## GIVEN REQUEST
Quote the passage of the wet-fly fishing article below, starting at "The Bergman Fontinalis and" and continuing up to and including "aunt and uncle.".

## ARTICLE
* * * *
The Bergman Fontinalis and the Fontinalis Fin were the first two brook trout fin wet fly patterns that I ever saw. I’ve written about this before, but at age twelve, my brother, Larry, and I fished with flies for the first time at a farm pond near our cabin in Tioga County, Pennsylvania. We caught lots of bluegills that day. I don’t recall what Larry used, but I fished a Yellow Sally. We became hooked on fly fishing, and when we returned to the farm house that served as our cabin, my dad showed me his copy of Trout. It’s a first edition, 9th printing of the 1938 classic. I still have it with his signature in ink inside the front cover, penciled notations in the margins with the pattern recipes in the back, like “sizes 8-10-12, good for brookies,” and I treasure it. I remember him saying it was a Christmas gift from my aunt and uncle.

Recently I tied up six classic wet flies as part of an order for a customer in Alberta, Canada. The Bergman Fontinalis posted here is the fourth pattern in that series, following the Parmacheene Belle, Fletcher, and Golden Doctor. I have five more classic wet flies, mostly Lake Fly patterns, that were tied last Wednesday, July 10th, during a private fly tying lesson with a student from south-eastern Pennsylvania. I have already photographed all those patterns and plan to post them here as well.

One highlight of Dave’s visit was that he wanted to learn how to fish wet flies. Since my area had received more rainfall and storms than normal, I informed him a week or so in advance that we’d have to play any fishing by ear. On Thursday morning July 11th, I took him over the hill to nearby Lycoming Creek. The water level was falling from recent thundershowers, and it was up quite a bit and off color, but you could see bottom in three feet of water. I gave Dave a crash-course in wet fly fishing, demonstrating casting, mending of line, tending of the drift, rod-tip position, and the hand-twist retrieve. I had rigged him up with two flies from his personal box; a #14 Partridge and Yellow in hand position, and a #12 Royal Coachman on the point, both tied on 3x tippet. He got a couple hits, and then after about a half hour, he hooked a trout. It turned out to be a decent brown, and the fish aggressively had taken the Royal Coachman. That made our day.
* * * *
## SUPPLIED MATERIAL
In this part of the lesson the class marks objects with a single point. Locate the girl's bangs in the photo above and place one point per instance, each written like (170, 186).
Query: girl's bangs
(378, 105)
* * * *
## SOLUTION FOR THIS EXERCISE
The Bergman Fontinalis and the Fontinalis Fin were the first two brook trout fin wet fly patterns that I ever saw. I’ve written about this before, but at age twelve, my brother, Larry, and I fished with flies for the first time at a farm pond near our cabin in Tioga County, Pennsylvania. We caught lots of bluegills that day. I don’t recall what Larry used, but I fished a Yellow Sally. We became hooked on fly fishing, and when we returned to the farm house that served as our cabin, my dad showed me his copy of Trout. It’s a first edition, 9th printing of the 1938 classic. I still have it with his signature in ink inside the front cover, penciled notations in the margins with the pattern recipes in the back, like “sizes 8-10-12, good for brookies,” and I treasure it. I remember him saying it was a Christmas gift from my aunt and uncle.